Zum Jahresende 2012 belief sich der Vergütungssaldo auf 32.000 EUR. Den sich hieraus ergebenden Steueranspruch erfasste U erst in den im Jahr 2013 abgegebenen Voranmeldungen mit jeweiliger Vereinnahmung. Zum Jahresende 2013 ergab sich ein Vergütungssaldo von 102.000 EUR, den U wiederum erst im Jahr 2014 versteuerte.
Das FA deckte die verspätete Besteuerung auf und änderte (im Ergebnis) die Bescheide 2013 bis 2015. Der Änderungsbescheid 2013 erfasste nunmehr auch den zum Jahresende 2013 bestehenden Vergütungssaldo von 102.000 EUR.
Die Klägerin beantragte, die Bemessungsgrundlage zur USt 2013 um den zum Jahresende 2012 bestehenden Vergütungssaldo von 32.000 EUR zu mindern, da diese Leistungen im Jahr 2012 zu versteuern seien. Da das FA für 2012 keine Änderungsmöglichkeit sah, lehnte es den Antrag ab. Einspruch und Klage zum FG (FG Mecklenburg-Vorpommern, Urteil vom 1.9.2022, 2 K 112/19, Haufe-Index XXXXXX) hatten keinen Erfolg.
Entscheidung
Der BFH hob die Entscheidung der Vorinstanz auf und gab der Klage statt. Ob eine Folgeänderung für 2012 in Betracht kommt, ist, falls eine geänderte Steuerfestsetzung noch ergehen kann, in einem für dieses Jahr geführten Verfahren zu prüfen.
Hinweis
1. Unterliegt der Unternehmer der Besteuerung nach vereinbarten Entgelten gemäß § 13 Abs. 1 Nr. Buchst. a UStG, hat er seine Leistungen bereits für den Voranmeldungszeitraum (VZ) der Leistungserbringung, nicht aber erst für den späteren VZ der Entgeltvereinnahmung zu versteuern.
2. Verstößt der Unternehmer hiergegen, da er Leistungen nicht im Jahr der Leistungserbringung, sondern erst mit der nachfolgenden Entgeltvereinnahmung versteuert, ist die rechtswidrig verspätete Besteuerung entsprechend den Änderungsvorschriften der AOim Umfang des zum jeweiligen Jahresende bestehenden Vergütungssaldos, das sich aus den zu diesem Zeitpunkt bereits erbrachten aber noch nicht vergüteten Leistungen ergibt, zu berichtigen.

***

▸ **ARBEITSAUFTRAG 1**
Prüfe, ob die folgenden Aussagen mit dem Textauszug zur verspäteten Umsatzsteuer übereinstimmen, und belege jede Antwort mit einem Ja oder Nein sowie den entscheidenden Worten des Textes im genauen Wortlaut: (a) Zum Jahresende 2012 lag der Vergütungssaldo bei 32.000 EUR. (b) Das FG gab der Klage statt. (c) Der BFH hob das Urteil der Vorinstanz auf.
▸ **ARBEITSAUFTRAG 2**
Schreibe den Textauszug zur verspäteten Umsatzsteuer im Anschluss an seinen letzten Satz weiter.
Die Einträge werden hier nicht gebraucht.

***

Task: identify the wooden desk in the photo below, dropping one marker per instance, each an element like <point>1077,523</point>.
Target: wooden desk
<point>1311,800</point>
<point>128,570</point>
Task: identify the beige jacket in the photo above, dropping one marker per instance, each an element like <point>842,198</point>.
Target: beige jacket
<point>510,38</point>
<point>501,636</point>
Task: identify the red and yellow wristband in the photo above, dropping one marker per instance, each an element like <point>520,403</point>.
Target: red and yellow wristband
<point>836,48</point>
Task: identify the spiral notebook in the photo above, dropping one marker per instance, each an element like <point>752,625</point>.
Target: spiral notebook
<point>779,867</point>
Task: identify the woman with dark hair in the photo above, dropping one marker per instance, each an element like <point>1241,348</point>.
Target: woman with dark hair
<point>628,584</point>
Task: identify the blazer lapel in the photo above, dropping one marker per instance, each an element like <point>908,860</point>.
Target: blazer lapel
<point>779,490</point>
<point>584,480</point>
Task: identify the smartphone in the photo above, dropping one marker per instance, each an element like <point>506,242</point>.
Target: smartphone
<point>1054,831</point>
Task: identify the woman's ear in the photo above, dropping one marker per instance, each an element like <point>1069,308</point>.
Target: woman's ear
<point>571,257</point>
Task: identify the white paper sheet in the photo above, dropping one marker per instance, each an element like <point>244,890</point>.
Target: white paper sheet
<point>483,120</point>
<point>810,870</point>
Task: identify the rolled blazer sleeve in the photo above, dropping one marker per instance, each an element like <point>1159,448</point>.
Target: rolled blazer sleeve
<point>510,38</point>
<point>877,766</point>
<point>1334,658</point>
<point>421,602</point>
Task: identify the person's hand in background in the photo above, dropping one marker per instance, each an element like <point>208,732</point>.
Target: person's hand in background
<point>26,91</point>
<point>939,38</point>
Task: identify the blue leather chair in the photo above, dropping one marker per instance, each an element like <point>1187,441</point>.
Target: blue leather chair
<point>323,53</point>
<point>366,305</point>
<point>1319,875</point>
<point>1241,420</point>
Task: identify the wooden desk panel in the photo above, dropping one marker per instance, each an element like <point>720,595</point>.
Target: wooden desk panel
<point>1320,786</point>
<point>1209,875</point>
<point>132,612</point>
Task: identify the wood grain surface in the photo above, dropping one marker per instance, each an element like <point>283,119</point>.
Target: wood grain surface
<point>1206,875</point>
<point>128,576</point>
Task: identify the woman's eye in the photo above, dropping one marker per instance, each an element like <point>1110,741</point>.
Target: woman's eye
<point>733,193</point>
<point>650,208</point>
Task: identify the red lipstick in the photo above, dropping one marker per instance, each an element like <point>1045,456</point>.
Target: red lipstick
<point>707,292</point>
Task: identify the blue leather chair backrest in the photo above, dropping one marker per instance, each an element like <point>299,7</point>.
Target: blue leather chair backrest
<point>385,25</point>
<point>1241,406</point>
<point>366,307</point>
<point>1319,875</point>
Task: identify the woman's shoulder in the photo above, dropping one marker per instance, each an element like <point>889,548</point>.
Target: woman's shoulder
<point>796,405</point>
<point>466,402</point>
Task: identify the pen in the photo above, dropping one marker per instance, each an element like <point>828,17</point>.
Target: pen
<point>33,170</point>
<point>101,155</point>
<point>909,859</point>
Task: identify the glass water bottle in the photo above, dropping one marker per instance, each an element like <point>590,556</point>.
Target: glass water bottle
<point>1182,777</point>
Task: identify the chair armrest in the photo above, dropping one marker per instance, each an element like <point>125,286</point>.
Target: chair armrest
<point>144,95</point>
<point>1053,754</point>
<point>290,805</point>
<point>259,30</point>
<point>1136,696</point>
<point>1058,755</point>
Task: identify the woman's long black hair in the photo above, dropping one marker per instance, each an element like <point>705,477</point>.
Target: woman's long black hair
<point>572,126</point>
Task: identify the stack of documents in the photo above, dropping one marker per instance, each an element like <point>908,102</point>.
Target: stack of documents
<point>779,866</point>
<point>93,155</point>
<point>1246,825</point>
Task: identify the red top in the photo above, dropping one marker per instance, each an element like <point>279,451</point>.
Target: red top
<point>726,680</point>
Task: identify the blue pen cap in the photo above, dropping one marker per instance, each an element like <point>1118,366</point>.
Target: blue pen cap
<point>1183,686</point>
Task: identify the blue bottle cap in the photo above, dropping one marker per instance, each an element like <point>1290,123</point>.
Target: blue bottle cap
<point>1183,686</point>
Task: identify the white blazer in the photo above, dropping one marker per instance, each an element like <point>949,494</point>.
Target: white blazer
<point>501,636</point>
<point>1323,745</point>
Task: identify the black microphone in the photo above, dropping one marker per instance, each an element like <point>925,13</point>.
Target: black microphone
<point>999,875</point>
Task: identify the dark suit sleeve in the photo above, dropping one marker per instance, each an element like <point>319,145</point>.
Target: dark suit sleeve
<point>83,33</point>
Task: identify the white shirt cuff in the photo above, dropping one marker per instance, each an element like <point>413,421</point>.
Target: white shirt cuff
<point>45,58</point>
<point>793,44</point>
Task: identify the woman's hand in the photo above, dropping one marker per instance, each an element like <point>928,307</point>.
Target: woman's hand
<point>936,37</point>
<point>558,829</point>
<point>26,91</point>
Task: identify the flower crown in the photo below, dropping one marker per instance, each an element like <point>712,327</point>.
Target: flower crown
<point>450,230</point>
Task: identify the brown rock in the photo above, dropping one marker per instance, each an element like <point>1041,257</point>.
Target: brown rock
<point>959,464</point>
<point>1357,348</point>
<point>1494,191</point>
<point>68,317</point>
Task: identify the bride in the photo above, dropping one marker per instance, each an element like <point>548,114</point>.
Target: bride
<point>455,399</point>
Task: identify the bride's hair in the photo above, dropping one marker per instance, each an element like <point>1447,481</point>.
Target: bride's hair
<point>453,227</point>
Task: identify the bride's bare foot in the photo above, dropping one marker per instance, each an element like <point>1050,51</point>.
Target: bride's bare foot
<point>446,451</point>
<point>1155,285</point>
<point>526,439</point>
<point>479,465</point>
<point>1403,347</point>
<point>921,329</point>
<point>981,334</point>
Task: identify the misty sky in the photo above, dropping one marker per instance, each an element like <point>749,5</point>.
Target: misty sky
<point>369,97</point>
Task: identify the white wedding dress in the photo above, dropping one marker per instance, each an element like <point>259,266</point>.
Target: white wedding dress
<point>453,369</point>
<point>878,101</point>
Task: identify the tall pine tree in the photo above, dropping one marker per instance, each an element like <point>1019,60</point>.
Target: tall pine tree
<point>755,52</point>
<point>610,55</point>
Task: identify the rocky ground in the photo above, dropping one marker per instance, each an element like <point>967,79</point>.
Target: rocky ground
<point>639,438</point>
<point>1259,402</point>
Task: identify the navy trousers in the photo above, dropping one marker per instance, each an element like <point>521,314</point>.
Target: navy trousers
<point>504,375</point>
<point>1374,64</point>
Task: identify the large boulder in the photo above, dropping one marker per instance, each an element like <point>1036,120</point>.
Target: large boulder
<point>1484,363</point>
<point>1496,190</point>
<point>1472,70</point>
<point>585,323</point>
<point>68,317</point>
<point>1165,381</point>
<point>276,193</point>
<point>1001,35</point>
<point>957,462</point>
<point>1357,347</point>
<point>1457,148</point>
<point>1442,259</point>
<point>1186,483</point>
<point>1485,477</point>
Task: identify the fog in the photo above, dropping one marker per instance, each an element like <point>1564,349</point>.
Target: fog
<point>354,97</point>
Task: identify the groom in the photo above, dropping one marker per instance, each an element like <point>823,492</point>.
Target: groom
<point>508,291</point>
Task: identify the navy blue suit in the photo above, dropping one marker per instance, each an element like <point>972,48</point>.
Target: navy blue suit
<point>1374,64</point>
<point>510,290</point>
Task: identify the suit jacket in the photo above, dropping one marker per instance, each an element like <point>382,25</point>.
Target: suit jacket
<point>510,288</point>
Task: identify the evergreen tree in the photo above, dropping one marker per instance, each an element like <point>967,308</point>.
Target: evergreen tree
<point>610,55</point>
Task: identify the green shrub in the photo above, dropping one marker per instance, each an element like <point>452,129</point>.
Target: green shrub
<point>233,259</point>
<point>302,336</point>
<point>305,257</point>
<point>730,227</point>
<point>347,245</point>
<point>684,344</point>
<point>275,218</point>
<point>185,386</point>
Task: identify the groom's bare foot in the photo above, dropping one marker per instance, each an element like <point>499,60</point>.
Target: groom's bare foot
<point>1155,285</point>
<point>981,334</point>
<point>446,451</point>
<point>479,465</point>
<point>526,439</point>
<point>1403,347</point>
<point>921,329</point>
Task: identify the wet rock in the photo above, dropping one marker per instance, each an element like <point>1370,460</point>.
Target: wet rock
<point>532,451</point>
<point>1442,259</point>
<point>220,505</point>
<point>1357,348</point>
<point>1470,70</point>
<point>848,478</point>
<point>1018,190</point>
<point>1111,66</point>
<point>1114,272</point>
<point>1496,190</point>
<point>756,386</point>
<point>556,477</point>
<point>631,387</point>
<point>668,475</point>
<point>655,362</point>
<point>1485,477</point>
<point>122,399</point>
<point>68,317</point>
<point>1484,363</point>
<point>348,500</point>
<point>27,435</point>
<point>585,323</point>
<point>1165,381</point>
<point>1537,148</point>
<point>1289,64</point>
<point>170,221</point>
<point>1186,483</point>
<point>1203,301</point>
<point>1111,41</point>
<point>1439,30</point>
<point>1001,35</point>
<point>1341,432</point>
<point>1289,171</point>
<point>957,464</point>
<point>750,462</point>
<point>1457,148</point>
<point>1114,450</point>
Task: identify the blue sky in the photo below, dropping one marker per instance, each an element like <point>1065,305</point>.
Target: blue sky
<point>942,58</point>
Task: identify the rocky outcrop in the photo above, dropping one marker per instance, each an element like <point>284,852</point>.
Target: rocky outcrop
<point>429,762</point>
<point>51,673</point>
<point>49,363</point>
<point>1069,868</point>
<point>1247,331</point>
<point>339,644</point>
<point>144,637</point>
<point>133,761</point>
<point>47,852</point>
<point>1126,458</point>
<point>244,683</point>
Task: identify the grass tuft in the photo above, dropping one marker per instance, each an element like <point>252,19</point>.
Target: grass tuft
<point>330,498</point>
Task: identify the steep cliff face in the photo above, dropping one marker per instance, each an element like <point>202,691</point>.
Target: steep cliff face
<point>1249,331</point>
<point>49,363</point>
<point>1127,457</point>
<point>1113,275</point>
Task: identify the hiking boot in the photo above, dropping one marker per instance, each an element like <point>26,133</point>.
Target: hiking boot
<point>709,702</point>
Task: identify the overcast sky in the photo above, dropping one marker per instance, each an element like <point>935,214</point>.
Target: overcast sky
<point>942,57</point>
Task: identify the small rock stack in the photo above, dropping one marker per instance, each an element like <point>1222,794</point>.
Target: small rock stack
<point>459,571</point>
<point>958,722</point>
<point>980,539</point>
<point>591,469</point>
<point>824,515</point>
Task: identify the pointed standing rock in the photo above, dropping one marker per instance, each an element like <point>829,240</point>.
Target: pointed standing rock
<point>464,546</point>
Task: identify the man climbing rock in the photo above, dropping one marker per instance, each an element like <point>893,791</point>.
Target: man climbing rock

***

▸ **RICHTIGE ANTWORT 1**
(a) Ja: „Zum Jahresende 2012 belief sich der Vergütungssaldo auf 32.000 EUR.“
(b) Nein: „Einspruch und Klage zum FG (FG Mecklenburg-Vorpommern, Urteil vom 1.9.2022, 2 K 112/19, Haufe-Index XXXXXX) hatten keinen Erfolg.“
(c) Ja: „Der BFH hob die Entscheidung der Vorinstanz auf und gab der Klage statt.“

▸ **RICHTIGE ANTWORT 2**
Hat der Unternehmer daher z. B. in den Jahren 02 bis 04 Entgelte zu spät, d. h. nicht im Jahr der Leistungserbringung, sondern erst im nachfolgenden Jahr der Entgeltvereinnahmung versteuert, ist dies dahin gehend zu korrigieren, dass in Bezug auf die in 03 erbrachten Leistungen, die erst in 04 versteuert wurden (Vergütungssaldo 03), die Steuer 04 zu mindern und die Steuer 03 zu erhöhen ist. Dementsprechend ist die Steuer 03 um die in 02 erbrachten, aber noch nicht vergüteten Leistungen (Vergütungssaldo 02) zu mindern und die Steuer 02 entsprechend zu erhöhen.
3. In der Praxis stellt sich die Frage, inwieweit in die Vergangenheit berichtigt werden kann. Der Besprechungsfall verdeutlicht dies. Hier kam es im Anschluss an eine Außenprüfung für die Jahre 2013 bis 2015, die eine verspätete Besteuerung feststellte, nur zu einer Änderung für das Jahr 2015 in der Weise, dass die Bemessungsgrundlage für die in diesem Jahr erbrachten Leistungen, die aber erst im Folgejahr vergütet wurden, erhöht wurde. Die Änderung beschränkte sich daher auf den Vergütungssaldo 2015.
Aufgrund unterschiedlich hoher Beträge wollte die Klägerin dies so nicht akzeptieren und begehrte im Einspruchswege
- zur USt 2015 eine Minderung der Steuer in Bezug auf den Vergütungssaldo 2014 und
- zur USt 2014 eine Erhöhung der Steuer um das Vergütungssaldo 2014 und eine Minderung der Steuer in Bezug auf das Vergütungssaldo 2013.
Dem kam das FA nach, erließ aber auch einen auf § 174 AO gestützten Änderungsbescheid zur USt 2013, in dem es die Steuer um den Vergütungssaldo 2013 erhöhte. Hiergegen beantragte die Klägerin eine zusätzliche Minderung der USt 2013 um das Vergütungssaldo 2012. FA und FG lehnten dies in der Anna...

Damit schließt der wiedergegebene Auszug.